• Prompt
Examine each line of the data. Copy the line if it includes the word "foliage".

====== Dataset content

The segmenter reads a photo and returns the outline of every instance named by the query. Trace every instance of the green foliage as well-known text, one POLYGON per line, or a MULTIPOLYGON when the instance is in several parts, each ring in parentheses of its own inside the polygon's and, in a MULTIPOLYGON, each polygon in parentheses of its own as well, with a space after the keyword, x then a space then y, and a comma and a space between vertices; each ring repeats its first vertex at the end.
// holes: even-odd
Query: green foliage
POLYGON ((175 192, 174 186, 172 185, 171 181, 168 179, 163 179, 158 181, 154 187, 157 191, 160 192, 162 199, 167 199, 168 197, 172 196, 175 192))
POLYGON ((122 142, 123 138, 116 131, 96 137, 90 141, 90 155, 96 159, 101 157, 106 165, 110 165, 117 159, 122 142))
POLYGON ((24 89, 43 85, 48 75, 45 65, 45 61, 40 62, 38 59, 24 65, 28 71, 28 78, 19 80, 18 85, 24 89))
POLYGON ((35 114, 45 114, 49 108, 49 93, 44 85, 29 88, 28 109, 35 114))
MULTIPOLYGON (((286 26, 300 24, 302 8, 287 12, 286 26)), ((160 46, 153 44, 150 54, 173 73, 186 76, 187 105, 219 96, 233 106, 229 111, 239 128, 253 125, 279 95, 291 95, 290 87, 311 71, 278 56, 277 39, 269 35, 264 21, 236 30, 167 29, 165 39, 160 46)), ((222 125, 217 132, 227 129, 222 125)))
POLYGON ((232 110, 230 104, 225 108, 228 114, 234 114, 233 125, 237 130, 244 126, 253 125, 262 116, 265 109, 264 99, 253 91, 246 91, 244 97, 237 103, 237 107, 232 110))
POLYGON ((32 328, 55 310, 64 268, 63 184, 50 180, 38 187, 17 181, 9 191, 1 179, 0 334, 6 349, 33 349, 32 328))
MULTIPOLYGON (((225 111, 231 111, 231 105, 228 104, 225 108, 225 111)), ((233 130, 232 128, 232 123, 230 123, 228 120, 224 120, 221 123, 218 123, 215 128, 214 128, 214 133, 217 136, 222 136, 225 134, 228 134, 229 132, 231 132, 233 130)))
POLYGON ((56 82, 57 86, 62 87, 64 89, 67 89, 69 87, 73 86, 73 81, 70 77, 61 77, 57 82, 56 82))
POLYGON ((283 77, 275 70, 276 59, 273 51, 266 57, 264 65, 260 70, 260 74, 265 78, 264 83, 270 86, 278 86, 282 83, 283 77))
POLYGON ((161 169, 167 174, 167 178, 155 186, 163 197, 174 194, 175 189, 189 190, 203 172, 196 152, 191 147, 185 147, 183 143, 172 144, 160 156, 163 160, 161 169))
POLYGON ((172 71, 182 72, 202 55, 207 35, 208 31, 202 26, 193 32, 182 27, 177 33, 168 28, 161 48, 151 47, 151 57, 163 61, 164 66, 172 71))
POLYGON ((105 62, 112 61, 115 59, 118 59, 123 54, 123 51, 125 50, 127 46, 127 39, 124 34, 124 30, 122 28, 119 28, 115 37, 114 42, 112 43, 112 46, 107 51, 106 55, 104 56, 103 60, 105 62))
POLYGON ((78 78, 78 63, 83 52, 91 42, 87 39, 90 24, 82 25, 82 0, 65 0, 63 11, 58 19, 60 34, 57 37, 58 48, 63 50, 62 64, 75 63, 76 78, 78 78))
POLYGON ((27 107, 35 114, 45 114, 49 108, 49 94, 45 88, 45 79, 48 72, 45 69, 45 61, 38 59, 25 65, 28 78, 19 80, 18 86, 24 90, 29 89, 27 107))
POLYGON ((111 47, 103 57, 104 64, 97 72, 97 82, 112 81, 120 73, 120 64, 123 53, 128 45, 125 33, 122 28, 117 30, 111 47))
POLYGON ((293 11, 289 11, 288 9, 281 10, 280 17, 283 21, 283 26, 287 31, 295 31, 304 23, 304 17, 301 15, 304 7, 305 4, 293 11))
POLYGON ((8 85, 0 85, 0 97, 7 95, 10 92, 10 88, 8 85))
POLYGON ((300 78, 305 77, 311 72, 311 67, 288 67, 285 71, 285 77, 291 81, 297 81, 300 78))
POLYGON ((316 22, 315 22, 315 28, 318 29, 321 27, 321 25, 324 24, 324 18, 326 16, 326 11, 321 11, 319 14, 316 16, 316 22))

============

• Answer box
The segmenter reads a photo and returns the outline of every instance named by the query. Trace every instance of the green foliage as well-known text, one POLYGON per line, or a MULTIPOLYGON when the instance is in several parts, each ring in parentheses of its own inside the polygon's and, in a MULTIPOLYGON, each polygon in parentheses of its own as well, with a space after the keyword, x then a space then y, and a comma and a space between vertices; each ring repeats its first vertex at the end.
Query: green foliage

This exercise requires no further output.